• _REQUIRED TASKS_
a: From the passage on Christmas shopping, list every group of people whom the writer's household buys gifts for now or bought gifts for in the past.
b: In the passage on Christmas shopping, what does the writer say PMS stands for?

• _EXTRACTED TEXT_
The difference is the having to buy versus the wanting to buy. 

But regardless, there is shopping involved and generally a lot of it with many people spending more than their lifestyle can afford thus bringing on the dreaded PMS: post-merchandise stress. How are you going to pay off your credit card when you are barely making payments for your monthly household expenses?

With twenty-one days to go before the big day, I feel it is an appropriate time to reflect on the meaning of this celebration; at least the meaning as I see it.  To me, Christmas is meant as a time to surround yourself with loved-ones. To spend quality time and celebrate the joy that they bring to your life.

Yes, there are some gifts. Gifts of items that people have been needing, some are things that people just want. But in our house, over the years, the gifts have become less important and the gathering more so.

Today, the only people I buy gifts are for my children and spouse. We have done away with gifts to extended family and friends.

• _PROVIDED RECORDS_
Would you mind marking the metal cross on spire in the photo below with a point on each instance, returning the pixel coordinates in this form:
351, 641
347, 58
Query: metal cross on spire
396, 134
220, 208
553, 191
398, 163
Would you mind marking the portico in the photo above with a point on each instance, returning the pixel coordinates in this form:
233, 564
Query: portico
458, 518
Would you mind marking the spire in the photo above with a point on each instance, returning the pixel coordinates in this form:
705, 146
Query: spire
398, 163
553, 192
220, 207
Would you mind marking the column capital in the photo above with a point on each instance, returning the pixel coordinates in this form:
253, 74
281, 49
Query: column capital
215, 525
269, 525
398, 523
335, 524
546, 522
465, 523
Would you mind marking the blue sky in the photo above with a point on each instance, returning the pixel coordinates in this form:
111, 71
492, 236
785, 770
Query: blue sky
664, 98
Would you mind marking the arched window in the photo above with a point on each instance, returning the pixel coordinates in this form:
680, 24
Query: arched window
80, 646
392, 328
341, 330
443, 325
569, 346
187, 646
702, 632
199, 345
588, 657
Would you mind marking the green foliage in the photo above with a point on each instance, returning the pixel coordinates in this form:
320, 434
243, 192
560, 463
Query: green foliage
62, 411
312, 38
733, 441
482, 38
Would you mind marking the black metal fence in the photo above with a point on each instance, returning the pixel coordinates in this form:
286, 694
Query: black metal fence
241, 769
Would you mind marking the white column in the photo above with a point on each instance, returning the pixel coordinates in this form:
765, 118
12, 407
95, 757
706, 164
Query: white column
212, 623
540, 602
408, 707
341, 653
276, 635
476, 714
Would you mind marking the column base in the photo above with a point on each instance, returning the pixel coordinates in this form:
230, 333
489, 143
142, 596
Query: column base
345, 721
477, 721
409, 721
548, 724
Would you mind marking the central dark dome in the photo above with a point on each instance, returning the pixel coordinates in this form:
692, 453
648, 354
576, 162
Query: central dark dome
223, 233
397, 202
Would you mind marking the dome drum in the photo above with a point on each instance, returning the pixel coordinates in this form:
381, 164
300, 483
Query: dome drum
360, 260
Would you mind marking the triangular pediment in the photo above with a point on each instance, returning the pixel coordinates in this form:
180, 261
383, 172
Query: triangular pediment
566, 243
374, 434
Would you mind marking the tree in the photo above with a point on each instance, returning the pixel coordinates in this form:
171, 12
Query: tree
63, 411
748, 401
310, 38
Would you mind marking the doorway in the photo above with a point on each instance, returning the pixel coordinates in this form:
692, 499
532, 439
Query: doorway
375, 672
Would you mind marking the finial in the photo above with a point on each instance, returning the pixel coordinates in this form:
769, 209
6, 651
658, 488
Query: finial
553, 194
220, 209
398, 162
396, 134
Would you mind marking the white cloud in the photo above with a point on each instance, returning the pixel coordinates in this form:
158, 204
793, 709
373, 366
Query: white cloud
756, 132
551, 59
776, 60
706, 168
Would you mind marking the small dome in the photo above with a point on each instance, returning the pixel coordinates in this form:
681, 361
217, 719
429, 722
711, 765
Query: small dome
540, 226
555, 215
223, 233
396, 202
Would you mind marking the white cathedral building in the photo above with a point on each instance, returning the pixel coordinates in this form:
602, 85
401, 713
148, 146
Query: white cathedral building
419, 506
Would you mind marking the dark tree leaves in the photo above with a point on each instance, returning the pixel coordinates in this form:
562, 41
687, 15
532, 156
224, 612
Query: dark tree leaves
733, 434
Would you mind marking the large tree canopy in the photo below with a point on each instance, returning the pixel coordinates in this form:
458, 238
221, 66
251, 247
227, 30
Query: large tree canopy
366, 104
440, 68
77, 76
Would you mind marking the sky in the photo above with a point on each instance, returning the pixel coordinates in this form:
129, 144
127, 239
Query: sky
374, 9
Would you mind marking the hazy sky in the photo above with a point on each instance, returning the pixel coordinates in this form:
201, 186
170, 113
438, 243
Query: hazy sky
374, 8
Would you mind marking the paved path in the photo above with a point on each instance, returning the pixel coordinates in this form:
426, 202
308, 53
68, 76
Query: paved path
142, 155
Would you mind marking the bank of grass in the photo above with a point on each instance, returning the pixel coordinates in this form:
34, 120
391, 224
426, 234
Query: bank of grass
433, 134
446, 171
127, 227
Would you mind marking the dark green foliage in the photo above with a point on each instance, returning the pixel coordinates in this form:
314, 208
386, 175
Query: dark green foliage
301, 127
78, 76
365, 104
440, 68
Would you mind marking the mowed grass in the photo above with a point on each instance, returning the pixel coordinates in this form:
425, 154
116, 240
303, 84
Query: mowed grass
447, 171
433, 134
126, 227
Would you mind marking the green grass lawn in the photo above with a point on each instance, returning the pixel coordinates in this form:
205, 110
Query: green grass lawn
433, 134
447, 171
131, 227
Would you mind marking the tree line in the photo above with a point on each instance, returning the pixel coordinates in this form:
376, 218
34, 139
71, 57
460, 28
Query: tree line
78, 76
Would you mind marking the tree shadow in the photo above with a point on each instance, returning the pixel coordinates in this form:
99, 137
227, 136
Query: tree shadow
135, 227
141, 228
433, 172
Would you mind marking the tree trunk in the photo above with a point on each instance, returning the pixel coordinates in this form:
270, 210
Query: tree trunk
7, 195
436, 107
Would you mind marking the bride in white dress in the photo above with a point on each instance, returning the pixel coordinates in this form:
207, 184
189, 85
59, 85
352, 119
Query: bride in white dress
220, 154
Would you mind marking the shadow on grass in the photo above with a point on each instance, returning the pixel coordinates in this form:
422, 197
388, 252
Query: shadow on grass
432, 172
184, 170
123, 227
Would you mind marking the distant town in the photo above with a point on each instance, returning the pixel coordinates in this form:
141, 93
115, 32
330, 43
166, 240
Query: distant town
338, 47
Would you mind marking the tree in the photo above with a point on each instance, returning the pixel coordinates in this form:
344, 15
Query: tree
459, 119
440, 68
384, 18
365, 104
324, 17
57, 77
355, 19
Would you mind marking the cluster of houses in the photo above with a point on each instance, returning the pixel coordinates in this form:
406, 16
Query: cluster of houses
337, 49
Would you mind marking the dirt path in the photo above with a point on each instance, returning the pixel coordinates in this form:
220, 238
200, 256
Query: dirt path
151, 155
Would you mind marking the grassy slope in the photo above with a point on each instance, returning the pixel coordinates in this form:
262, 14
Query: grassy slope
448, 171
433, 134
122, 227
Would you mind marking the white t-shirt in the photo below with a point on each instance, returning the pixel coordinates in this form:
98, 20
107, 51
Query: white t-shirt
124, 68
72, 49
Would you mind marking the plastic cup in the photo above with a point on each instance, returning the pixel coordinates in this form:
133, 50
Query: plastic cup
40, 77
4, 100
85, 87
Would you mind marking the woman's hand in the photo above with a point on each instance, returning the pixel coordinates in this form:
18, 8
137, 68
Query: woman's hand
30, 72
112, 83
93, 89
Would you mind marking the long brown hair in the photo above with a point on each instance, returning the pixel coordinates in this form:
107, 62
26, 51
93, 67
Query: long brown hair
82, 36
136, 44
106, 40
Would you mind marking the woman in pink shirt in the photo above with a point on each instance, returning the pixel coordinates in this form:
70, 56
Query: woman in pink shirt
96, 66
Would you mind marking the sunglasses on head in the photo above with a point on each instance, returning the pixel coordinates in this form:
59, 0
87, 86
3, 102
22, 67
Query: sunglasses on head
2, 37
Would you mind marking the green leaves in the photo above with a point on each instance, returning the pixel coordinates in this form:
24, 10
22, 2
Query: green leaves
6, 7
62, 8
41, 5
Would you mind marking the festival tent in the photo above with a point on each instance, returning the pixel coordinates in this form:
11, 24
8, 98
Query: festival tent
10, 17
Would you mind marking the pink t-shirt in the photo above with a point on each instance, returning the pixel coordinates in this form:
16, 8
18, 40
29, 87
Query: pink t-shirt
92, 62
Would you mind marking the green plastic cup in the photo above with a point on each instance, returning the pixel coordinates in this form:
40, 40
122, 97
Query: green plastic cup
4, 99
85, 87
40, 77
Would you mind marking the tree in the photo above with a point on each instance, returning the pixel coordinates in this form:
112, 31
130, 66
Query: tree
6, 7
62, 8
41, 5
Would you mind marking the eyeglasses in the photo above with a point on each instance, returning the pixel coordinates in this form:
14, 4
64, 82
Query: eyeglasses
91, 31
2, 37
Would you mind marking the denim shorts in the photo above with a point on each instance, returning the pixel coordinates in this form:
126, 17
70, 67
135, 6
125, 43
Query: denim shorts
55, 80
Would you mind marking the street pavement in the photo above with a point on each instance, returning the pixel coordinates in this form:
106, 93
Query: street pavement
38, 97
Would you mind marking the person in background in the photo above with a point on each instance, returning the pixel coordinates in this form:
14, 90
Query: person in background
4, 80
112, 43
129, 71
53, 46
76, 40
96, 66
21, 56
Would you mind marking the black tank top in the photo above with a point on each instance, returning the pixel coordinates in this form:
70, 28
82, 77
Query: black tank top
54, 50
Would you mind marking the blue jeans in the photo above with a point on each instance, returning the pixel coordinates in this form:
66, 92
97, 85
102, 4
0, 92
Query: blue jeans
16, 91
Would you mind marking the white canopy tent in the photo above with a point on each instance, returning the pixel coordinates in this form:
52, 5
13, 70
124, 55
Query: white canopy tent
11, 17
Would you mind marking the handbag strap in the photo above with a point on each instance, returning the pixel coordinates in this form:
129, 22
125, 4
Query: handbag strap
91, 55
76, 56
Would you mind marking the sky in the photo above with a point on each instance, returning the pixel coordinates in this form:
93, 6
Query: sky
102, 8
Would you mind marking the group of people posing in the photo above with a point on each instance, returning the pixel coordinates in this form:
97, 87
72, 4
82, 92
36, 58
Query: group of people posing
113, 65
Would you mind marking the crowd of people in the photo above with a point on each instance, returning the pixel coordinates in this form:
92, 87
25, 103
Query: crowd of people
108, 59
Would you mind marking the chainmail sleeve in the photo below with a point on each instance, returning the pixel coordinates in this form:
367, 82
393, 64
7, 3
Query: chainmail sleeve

• _PROBLEM SOLUTIONS_
a: children, spouse, extended family, friends

b: Post-merchandise stress.